- **DIRECTIONS**:
Answer these questions from the prospect notes:
1. At what overall pick was Hudson Potts selected?
2. With which hand does Potts swing?
3. Which organization and affiliate are listed for Winston Lavendier?

- **SELECTED EXTRACT**:
--- Start ---

Notes on first-rounders Hudson Potts, Taylor Ward, and others.
Hudson Potts, 3B, San Diego Padres (Complex Level AZL)
Selected 24th-overall in June out of a Texas high school, the artist formerly known as Hudson Sanchez has already earned his first professional promotion after a solid debut, especially for a kid won’t be 18 until October. A tall third baseman with very soft hands and fluid motions on the field, Potts swings right-handed, gets the barrel to the ball quickly, and shows the ability (and willingness) to use the whole field. He has good balance at the plate and a swing tailored to hit line drives, but he has the frame to develop power as he progresses. I expect his defensive ability to carry him early on, and there’s a reasonable chance the power eventually comes around to league average. —Matt Pullman
Winston Lavendier, LHP, Los Angeles Angels (High-A Inland Empire)

--- End ---

Records from an annotation dataset:
--- Start ---

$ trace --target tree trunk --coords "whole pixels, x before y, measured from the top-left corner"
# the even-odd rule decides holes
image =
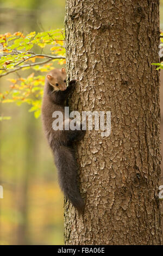
[[[73,110],[111,112],[77,147],[83,216],[65,203],[66,245],[160,245],[159,1],[67,0]]]

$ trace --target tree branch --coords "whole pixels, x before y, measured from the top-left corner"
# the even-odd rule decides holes
[[[42,55],[40,55],[40,54],[35,54],[35,55],[37,55],[37,56],[42,56]],[[34,56],[33,56],[34,57]],[[48,62],[49,62],[50,61],[52,60],[52,59],[65,59],[65,57],[63,57],[63,56],[58,56],[58,57],[55,57],[55,56],[49,56],[51,58],[49,58],[49,59],[47,59],[46,60],[45,60],[44,62],[36,62],[36,63],[31,63],[31,64],[26,64],[26,65],[23,65],[22,66],[18,66],[18,68],[16,68],[16,69],[12,69],[11,70],[10,70],[8,72],[6,72],[4,74],[3,74],[2,75],[0,75],[0,78],[2,77],[2,76],[7,76],[7,75],[10,74],[10,73],[13,73],[14,72],[16,72],[18,70],[20,70],[20,69],[23,69],[23,68],[28,68],[28,67],[31,67],[31,66],[36,66],[37,65],[43,65],[44,64],[46,64],[46,63],[47,63]],[[32,58],[32,57],[31,57],[30,58]],[[18,63],[18,64],[20,64],[21,63]],[[16,64],[15,66],[17,66],[18,64]]]

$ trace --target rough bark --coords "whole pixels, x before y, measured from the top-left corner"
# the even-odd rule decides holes
[[[73,110],[111,111],[77,145],[83,216],[65,202],[66,245],[160,245],[159,1],[67,0]]]

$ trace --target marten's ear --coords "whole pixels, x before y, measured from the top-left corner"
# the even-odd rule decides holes
[[[65,69],[64,68],[62,68],[61,74],[66,74],[66,70],[65,70]]]
[[[46,77],[49,80],[52,80],[53,79],[53,76],[51,76],[51,75],[48,74],[46,76]]]

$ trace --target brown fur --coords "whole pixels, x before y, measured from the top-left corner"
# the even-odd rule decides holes
[[[52,128],[54,111],[61,111],[64,117],[65,102],[76,81],[70,82],[66,88],[65,70],[52,70],[46,78],[42,105],[42,119],[45,131],[58,170],[60,186],[65,196],[71,202],[79,212],[83,210],[84,202],[77,183],[77,164],[72,143],[74,140],[82,139],[85,131],[54,131]],[[58,86],[56,86],[56,83]],[[69,122],[70,119],[64,120]]]

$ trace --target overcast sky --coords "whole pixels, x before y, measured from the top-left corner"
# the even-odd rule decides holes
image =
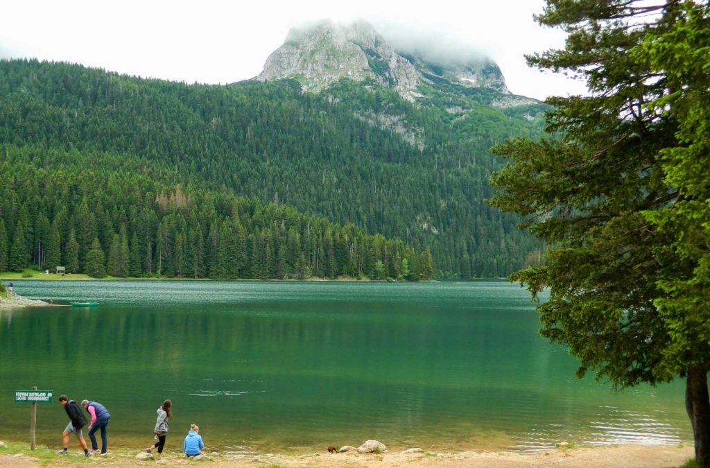
[[[528,67],[524,54],[559,48],[564,33],[532,15],[543,0],[4,0],[0,58],[68,61],[174,81],[231,83],[259,73],[293,26],[363,18],[386,38],[495,60],[508,89],[537,99],[582,83]]]

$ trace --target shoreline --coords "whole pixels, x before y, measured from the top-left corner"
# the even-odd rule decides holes
[[[178,437],[175,437],[178,438]],[[182,440],[182,437],[180,437]],[[27,444],[9,442],[1,448],[0,444],[0,466],[42,467],[78,466],[84,464],[107,467],[150,466],[159,463],[169,466],[190,465],[176,442],[170,441],[163,454],[163,461],[157,462],[144,450],[110,450],[106,457],[87,459],[84,457],[76,440],[70,443],[69,454],[60,455],[55,448],[38,446],[31,451]],[[172,447],[170,445],[172,445]],[[248,451],[246,447],[235,447],[232,451],[216,451],[209,447],[203,451],[205,459],[200,464],[217,467],[411,467],[433,468],[435,467],[489,467],[491,468],[523,468],[564,466],[570,468],[586,468],[594,466],[611,467],[623,466],[629,468],[650,468],[655,467],[681,467],[694,457],[692,446],[687,445],[607,445],[570,446],[557,450],[537,452],[512,451],[465,451],[436,452],[429,451],[388,451],[382,453],[342,452],[329,454],[325,447],[320,452],[304,451],[300,453],[261,453]],[[141,455],[143,454],[143,455]],[[146,457],[138,459],[137,456]]]

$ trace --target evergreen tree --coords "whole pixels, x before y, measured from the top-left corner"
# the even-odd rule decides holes
[[[22,271],[28,266],[28,263],[29,254],[25,245],[25,232],[23,224],[18,223],[15,229],[15,238],[12,241],[12,248],[10,250],[10,270]]]
[[[133,231],[131,238],[129,273],[133,278],[141,276],[141,251],[138,233]]]
[[[545,263],[515,273],[541,334],[623,388],[686,379],[697,464],[710,466],[708,64],[710,6],[549,0],[570,33],[532,63],[584,77],[555,98],[554,136],[496,148],[512,160],[493,204],[528,217]]]
[[[5,229],[5,222],[0,218],[0,271],[7,271],[9,263],[8,263],[8,248],[7,230]]]
[[[87,252],[86,273],[92,278],[106,276],[105,255],[101,248],[98,237],[94,238],[91,249]]]
[[[432,253],[427,247],[419,257],[419,274],[422,280],[430,280],[434,278],[434,260]]]
[[[69,232],[69,239],[67,239],[67,248],[64,252],[64,265],[67,273],[80,273],[79,251],[79,242],[77,241],[74,228],[72,228]]]
[[[109,249],[109,261],[106,266],[111,276],[126,278],[129,276],[128,249],[125,247],[119,234],[114,234]],[[92,246],[93,249],[93,246]],[[88,271],[88,268],[87,268]]]

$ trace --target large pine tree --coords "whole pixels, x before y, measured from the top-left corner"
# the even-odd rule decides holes
[[[493,204],[528,217],[550,247],[513,276],[542,334],[616,386],[685,378],[699,466],[710,466],[710,10],[690,0],[548,0],[566,47],[530,58],[586,79],[555,98],[550,138],[496,152]]]

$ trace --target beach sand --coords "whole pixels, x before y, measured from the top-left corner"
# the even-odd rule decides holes
[[[120,450],[109,452],[108,457],[86,459],[83,454],[70,450],[68,455],[47,455],[42,459],[31,455],[18,455],[11,449],[0,450],[0,467],[70,467],[98,464],[105,467],[166,467],[182,465],[204,465],[211,467],[348,467],[351,468],[373,468],[401,467],[403,468],[432,468],[446,467],[490,467],[491,468],[533,468],[542,467],[587,467],[628,468],[679,467],[694,457],[691,446],[670,445],[616,445],[605,447],[574,447],[536,453],[514,452],[462,452],[459,453],[423,452],[402,454],[322,453],[257,454],[239,452],[211,452],[204,455],[207,461],[188,460],[178,450],[163,454],[163,459],[138,460],[138,450]]]

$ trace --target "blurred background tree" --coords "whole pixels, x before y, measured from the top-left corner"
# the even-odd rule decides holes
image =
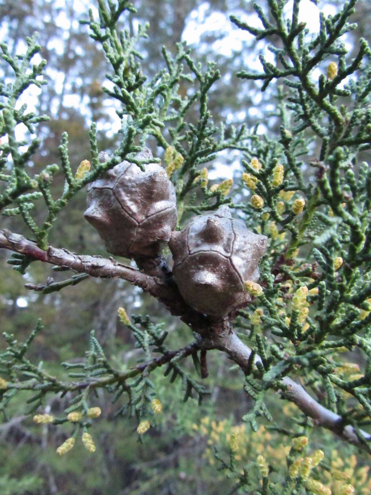
[[[288,2],[288,9],[292,8],[292,3]],[[69,134],[71,163],[79,163],[89,156],[89,129],[92,121],[97,123],[101,149],[109,152],[117,147],[120,122],[117,118],[114,120],[115,102],[102,90],[104,54],[97,50],[78,22],[86,11],[87,3],[86,0],[2,0],[0,3],[0,35],[10,53],[14,55],[22,51],[26,37],[37,30],[42,47],[41,55],[47,61],[47,88],[37,100],[35,99],[38,112],[50,117],[37,131],[42,145],[34,159],[40,168],[58,162],[58,147],[66,130]],[[339,4],[338,1],[322,1],[320,6],[327,13],[334,13]],[[260,134],[268,128],[273,132],[278,130],[271,89],[261,93],[260,82],[241,82],[234,76],[239,70],[255,63],[259,52],[268,53],[265,41],[255,44],[253,36],[238,30],[229,21],[230,14],[238,17],[242,11],[248,18],[251,15],[255,18],[252,2],[146,0],[135,1],[134,4],[137,13],[128,14],[123,22],[132,32],[138,28],[139,23],[149,22],[149,38],[141,40],[139,45],[145,55],[143,64],[146,73],[150,76],[158,70],[163,45],[174,52],[175,44],[184,40],[194,49],[193,56],[196,61],[204,63],[212,54],[221,70],[221,78],[208,95],[209,108],[217,124],[220,121],[243,122],[249,128],[258,125]],[[310,5],[315,9],[313,4]],[[352,21],[357,22],[358,27],[347,35],[346,42],[351,47],[357,47],[361,37],[370,38],[371,13],[367,0],[357,3]],[[316,16],[317,19],[317,13]],[[5,65],[1,70],[7,69]],[[6,80],[9,74],[1,75]],[[186,91],[181,83],[180,93],[185,94]],[[30,98],[33,96],[30,94]],[[270,109],[272,117],[263,121],[263,115]],[[195,112],[195,125],[197,118]],[[148,144],[154,155],[157,155],[154,140]],[[233,173],[239,175],[240,173],[237,153],[228,151],[214,160],[209,178],[232,178]],[[309,174],[309,171],[307,173]],[[62,178],[60,177],[60,181]],[[57,177],[53,187],[60,188],[61,184]],[[234,187],[238,199],[243,193],[238,186]],[[51,232],[50,244],[68,246],[77,252],[93,252],[106,257],[107,253],[97,234],[82,221],[85,203],[83,193],[73,200],[68,209],[62,210]],[[16,217],[3,218],[1,226],[16,232],[19,222]],[[186,343],[184,324],[171,318],[155,299],[137,288],[133,289],[127,282],[92,279],[89,283],[66,291],[63,297],[58,292],[44,296],[30,293],[24,287],[28,281],[45,284],[43,267],[33,264],[28,274],[22,278],[6,268],[8,257],[8,253],[0,252],[1,271],[5,273],[6,270],[6,275],[0,278],[2,331],[14,333],[21,340],[36,324],[37,315],[42,315],[45,330],[36,337],[37,346],[30,350],[31,358],[47,361],[52,372],[53,367],[56,369],[61,361],[73,359],[84,352],[92,328],[113,362],[121,363],[123,359],[130,361],[135,358],[137,350],[133,348],[132,335],[117,317],[118,308],[123,303],[129,314],[140,309],[142,314],[155,315],[158,321],[165,321],[166,329],[171,331],[170,339],[173,348]],[[68,333],[61,333],[61,329],[68,329]],[[224,472],[217,472],[211,448],[220,441],[222,433],[226,434],[228,438],[233,425],[240,424],[251,404],[247,396],[240,393],[240,371],[231,369],[226,355],[212,353],[208,366],[209,376],[205,381],[211,395],[199,408],[194,407],[192,400],[182,403],[180,384],[176,383],[170,396],[164,393],[165,379],[161,376],[156,378],[160,398],[163,394],[165,414],[158,420],[158,428],[150,430],[151,438],[146,439],[143,445],[137,442],[133,433],[136,425],[130,420],[115,417],[115,408],[105,403],[100,394],[97,403],[103,413],[95,427],[94,439],[98,448],[94,455],[83,453],[84,447],[80,446],[75,447],[73,455],[56,456],[55,448],[64,439],[58,429],[45,425],[42,431],[25,416],[16,415],[9,422],[0,425],[0,468],[2,473],[6,473],[0,476],[0,492],[9,495],[229,493],[233,483]],[[282,408],[278,396],[273,396],[271,400],[277,410]],[[58,400],[57,405],[51,401],[46,405],[46,412],[51,407],[63,409],[63,400]],[[285,421],[289,420],[282,421],[282,429],[289,426],[285,425]],[[323,431],[315,434],[315,444],[316,435],[319,438],[322,436],[322,443],[324,436],[330,443],[332,460],[328,462],[347,472],[355,485],[361,484],[362,477],[367,476],[364,469],[367,463],[366,457],[360,454],[357,465],[352,457],[355,448],[344,446],[341,441]],[[241,455],[248,457],[254,449],[261,453],[263,446],[271,449],[278,459],[284,459],[288,453],[287,446],[280,442],[274,433],[264,429],[260,430],[253,442],[246,433],[247,446]],[[337,449],[341,452],[340,456]],[[362,486],[366,486],[365,482]]]

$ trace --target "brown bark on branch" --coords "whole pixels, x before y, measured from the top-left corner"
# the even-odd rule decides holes
[[[0,248],[26,254],[44,262],[68,266],[75,271],[88,273],[93,277],[122,278],[140,287],[164,303],[172,314],[180,316],[194,331],[200,334],[198,342],[187,346],[185,355],[191,354],[197,348],[204,350],[218,349],[227,353],[244,372],[246,372],[251,350],[233,333],[230,320],[228,318],[213,320],[190,307],[183,299],[171,272],[162,258],[137,259],[137,264],[141,271],[122,264],[113,258],[107,259],[100,256],[79,255],[51,246],[46,251],[43,251],[33,241],[1,229],[0,229]],[[231,317],[230,319],[232,319]],[[125,376],[121,378],[124,380],[138,374],[147,366],[153,369],[161,366],[168,362],[170,356],[172,358],[178,352],[171,351],[169,355],[155,358],[150,363],[138,365],[133,369],[126,372]],[[256,361],[260,359],[258,356],[256,356]],[[87,386],[105,386],[115,381],[117,377],[110,376],[94,380],[93,383],[72,383],[63,385],[67,386],[68,390],[78,390]],[[33,380],[29,380],[15,384],[14,386],[32,389],[33,382]],[[288,377],[282,378],[280,383],[281,388],[278,391],[282,396],[296,404],[304,414],[312,418],[317,425],[330,430],[346,441],[361,448],[365,448],[366,442],[371,441],[371,435],[362,430],[359,430],[357,435],[353,426],[343,424],[341,416],[319,404],[300,384]],[[60,383],[56,381],[53,384],[53,390],[60,388]],[[360,434],[363,437],[363,441],[360,439]],[[370,447],[368,449],[370,450]]]

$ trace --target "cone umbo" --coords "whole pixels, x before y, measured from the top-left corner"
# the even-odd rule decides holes
[[[195,217],[183,230],[173,232],[173,273],[184,299],[214,316],[242,304],[247,297],[244,282],[259,278],[258,263],[267,241],[232,218],[227,206]]]
[[[109,158],[104,152],[99,157]],[[152,157],[148,148],[136,156]],[[124,160],[89,185],[84,216],[114,254],[155,256],[177,225],[175,191],[166,172],[156,163],[144,167]]]

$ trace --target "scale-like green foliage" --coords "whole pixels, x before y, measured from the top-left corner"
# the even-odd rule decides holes
[[[270,392],[280,391],[284,395],[288,391],[285,377],[300,378],[323,406],[338,415],[337,432],[341,434],[344,425],[352,425],[359,445],[370,452],[370,434],[361,428],[369,427],[371,417],[371,168],[364,161],[371,148],[371,52],[367,42],[361,40],[357,54],[349,60],[343,43],[344,35],[355,27],[349,20],[356,1],[345,3],[333,16],[325,18],[321,13],[320,33],[313,35],[305,23],[298,22],[300,0],[294,0],[290,18],[285,17],[283,0],[255,4],[261,27],[231,16],[233,23],[257,40],[272,37],[275,41],[269,50],[275,55],[276,64],[261,55],[263,72],[241,71],[237,76],[261,81],[262,91],[274,92],[274,115],[280,126],[277,139],[269,133],[258,135],[257,126],[251,130],[243,125],[238,130],[232,127],[228,132],[223,124],[215,126],[207,95],[219,72],[212,62],[206,68],[195,63],[183,44],[177,46],[174,55],[163,48],[164,67],[147,81],[141,65],[143,57],[136,49],[139,38],[146,36],[147,26],[139,26],[134,36],[129,30],[119,31],[119,18],[126,11],[135,12],[134,7],[125,0],[118,4],[99,0],[98,19],[90,11],[89,20],[81,22],[89,26],[91,37],[101,45],[110,65],[111,72],[106,75],[110,85],[104,91],[120,103],[121,143],[112,157],[100,163],[93,123],[92,169],[78,179],[69,162],[66,133],[59,148],[60,167],[52,164],[37,175],[29,175],[32,169],[28,164],[40,141],[33,140],[23,150],[26,143],[16,140],[14,128],[23,123],[32,132],[33,125],[46,117],[26,113],[25,105],[16,108],[30,85],[45,84],[45,62],[29,68],[40,50],[36,37],[28,39],[23,57],[12,57],[2,44],[3,60],[13,69],[14,78],[12,86],[0,86],[0,180],[5,183],[0,207],[3,215],[20,215],[37,246],[46,250],[48,233],[61,208],[123,159],[142,168],[145,162],[139,162],[135,155],[149,139],[154,138],[164,150],[166,170],[176,187],[178,228],[184,225],[184,212],[199,214],[227,203],[250,228],[269,237],[259,285],[246,284],[251,301],[238,311],[234,322],[230,320],[251,348],[243,369],[243,389],[254,405],[243,421],[254,431],[258,429],[260,417],[276,421],[275,411],[267,405]],[[315,68],[321,73],[317,82],[312,77]],[[188,96],[180,94],[181,80],[191,90]],[[277,82],[273,87],[274,81]],[[198,112],[196,125],[188,118],[191,107]],[[241,153],[243,187],[253,195],[251,202],[227,198],[232,181],[208,187],[207,169],[201,167],[227,149]],[[311,167],[310,172],[304,165]],[[64,174],[65,185],[61,197],[55,199],[50,186],[58,172]],[[31,212],[34,201],[41,198],[46,213],[39,226]],[[24,273],[33,259],[16,253],[10,263]],[[88,276],[75,274],[61,283],[31,288],[47,294]],[[197,372],[205,375],[204,353],[201,351],[199,358],[197,355],[202,348],[200,338],[196,336],[183,349],[171,350],[165,344],[167,334],[161,325],[155,325],[149,317],[135,317],[132,323],[123,314],[122,321],[143,351],[142,362],[130,370],[114,369],[92,333],[86,358],[81,362],[62,363],[69,370],[70,381],[50,376],[42,363],[34,365],[25,357],[28,345],[41,330],[41,323],[21,345],[5,335],[8,346],[0,355],[0,373],[4,377],[3,383],[0,381],[0,410],[5,415],[20,391],[32,393],[27,400],[31,404],[28,413],[36,411],[47,394],[72,393],[66,415],[50,421],[54,424],[71,421],[67,415],[81,412],[74,421],[75,438],[81,429],[86,433],[92,426],[90,396],[102,388],[112,395],[114,402],[127,396],[127,402],[119,406],[117,414],[135,415],[139,433],[142,433],[148,421],[145,418],[153,413],[149,404],[156,395],[149,375],[164,364],[165,375],[171,373],[171,383],[177,377],[182,379],[185,400],[193,393],[200,402],[207,391],[178,364],[191,356]],[[71,371],[74,369],[78,371]],[[313,424],[307,418],[295,419],[297,430],[285,434],[308,434]],[[218,452],[216,456],[222,469],[238,478],[235,490],[246,487],[262,494],[296,494],[302,489],[328,493],[319,491],[315,480],[308,481],[312,468],[307,467],[306,474],[305,462],[295,476],[291,476],[293,469],[289,474],[294,461],[291,451],[287,457],[289,474],[282,482],[271,481],[273,470],[266,472],[265,461],[260,459],[261,487],[251,485],[248,466],[243,474],[237,471],[234,451],[231,447],[229,462]]]

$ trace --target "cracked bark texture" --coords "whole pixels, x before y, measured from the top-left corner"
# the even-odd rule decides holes
[[[187,350],[218,349],[226,352],[244,373],[246,371],[251,350],[233,332],[232,323],[235,312],[232,311],[224,318],[213,318],[192,309],[182,297],[171,271],[162,258],[138,258],[137,261],[140,269],[137,269],[112,258],[77,254],[51,246],[43,251],[34,242],[1,229],[0,248],[26,254],[44,262],[68,266],[75,271],[93,277],[122,278],[140,287],[165,304],[172,314],[179,316],[199,334],[196,342],[190,344],[191,348]],[[176,351],[176,354],[180,351]],[[172,353],[171,357],[174,357]],[[156,367],[162,364],[162,361],[167,361],[166,357],[155,359]],[[255,356],[255,361],[260,360],[258,356]],[[74,390],[82,386],[75,384]],[[277,390],[284,398],[294,402],[303,412],[312,418],[317,425],[331,430],[346,441],[364,448],[365,441],[371,441],[371,435],[362,430],[357,431],[351,425],[344,424],[341,416],[319,403],[300,383],[289,377],[284,377],[278,381]],[[360,439],[360,435],[364,440]]]

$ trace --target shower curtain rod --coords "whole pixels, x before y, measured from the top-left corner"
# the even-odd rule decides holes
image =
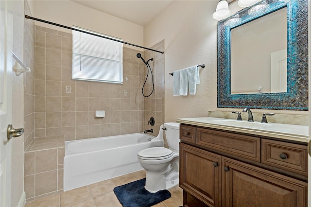
[[[117,41],[117,42],[121,42],[121,43],[125,44],[126,45],[131,45],[132,46],[137,47],[138,48],[143,48],[144,49],[148,50],[154,51],[154,52],[160,52],[160,53],[161,53],[162,54],[164,53],[164,52],[158,51],[156,51],[156,50],[152,49],[150,49],[150,48],[145,48],[145,47],[140,46],[139,45],[135,45],[134,44],[129,43],[126,42],[123,42],[123,41],[118,40],[117,39],[113,39],[112,38],[109,38],[109,37],[108,37],[101,36],[101,35],[100,35],[99,34],[89,33],[88,32],[84,31],[83,30],[79,30],[78,29],[73,28],[72,27],[68,27],[67,26],[62,25],[61,24],[57,24],[56,23],[51,22],[51,21],[46,21],[45,20],[40,19],[37,18],[35,18],[35,17],[32,17],[29,16],[28,15],[25,15],[25,17],[26,18],[30,18],[31,19],[35,20],[35,21],[41,21],[41,22],[44,22],[44,23],[46,23],[47,24],[52,24],[53,25],[57,26],[58,27],[63,27],[64,28],[66,28],[66,29],[68,29],[72,30],[75,30],[76,31],[80,32],[81,33],[86,33],[86,34],[91,34],[91,35],[94,35],[94,36],[99,36],[100,37],[104,38],[105,39],[110,39],[110,40],[113,40],[113,41]]]

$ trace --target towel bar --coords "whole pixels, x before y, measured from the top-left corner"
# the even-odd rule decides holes
[[[198,67],[201,67],[202,68],[204,69],[204,68],[205,68],[205,65],[204,65],[204,64],[198,65]],[[173,72],[170,72],[169,74],[170,75],[174,75],[174,73]]]

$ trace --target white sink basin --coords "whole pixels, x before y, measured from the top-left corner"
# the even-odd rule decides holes
[[[198,117],[177,119],[178,122],[198,126],[229,130],[254,135],[261,135],[276,138],[291,139],[299,137],[307,140],[308,126],[279,123],[261,123],[260,121],[237,121],[215,117]]]
[[[224,124],[226,125],[234,125],[234,126],[271,126],[272,124],[269,123],[261,123],[259,121],[238,121],[238,120],[230,120],[230,119],[222,119],[222,120],[213,120],[212,122],[215,122],[215,123],[217,123],[219,124]]]

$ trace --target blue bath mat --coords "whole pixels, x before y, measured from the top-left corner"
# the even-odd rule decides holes
[[[145,183],[143,178],[116,187],[113,191],[123,207],[149,207],[171,197],[166,190],[149,192],[144,187]]]

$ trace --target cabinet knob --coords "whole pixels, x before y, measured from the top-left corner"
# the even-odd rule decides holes
[[[281,153],[280,154],[280,158],[283,159],[287,159],[287,155],[284,153]]]

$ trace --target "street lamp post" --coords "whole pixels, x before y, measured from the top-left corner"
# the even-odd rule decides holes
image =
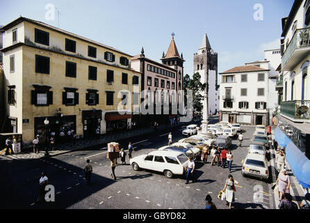
[[[47,135],[48,135],[48,132],[47,132],[47,125],[49,123],[49,121],[47,119],[47,118],[45,118],[45,120],[44,121],[44,123],[45,125],[45,153],[44,155],[49,155],[49,146],[47,145]]]

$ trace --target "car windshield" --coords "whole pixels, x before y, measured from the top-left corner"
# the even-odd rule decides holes
[[[178,155],[178,160],[183,164],[188,160],[188,158],[184,154],[180,154]]]
[[[259,151],[263,151],[263,147],[261,146],[259,146],[259,145],[251,144],[251,145],[250,145],[250,149],[255,149],[255,150],[259,150]]]
[[[265,167],[265,164],[263,161],[247,159],[245,162],[247,165],[255,166],[259,167]]]
[[[217,139],[215,143],[217,144],[225,144],[226,143],[226,140],[224,139]]]
[[[256,136],[254,139],[267,140],[266,137],[259,137],[259,136]]]

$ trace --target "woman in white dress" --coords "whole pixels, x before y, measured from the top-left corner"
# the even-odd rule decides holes
[[[234,180],[232,175],[229,174],[223,189],[226,194],[226,205],[229,203],[229,209],[231,209],[231,203],[235,201],[235,183],[238,184],[237,180]]]

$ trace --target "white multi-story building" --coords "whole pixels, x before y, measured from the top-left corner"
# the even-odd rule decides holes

--- End ---

- **THE REPLY**:
1. 24th overall
2. Right-handed
3. Los Angeles Angels (High-A Inland Empire)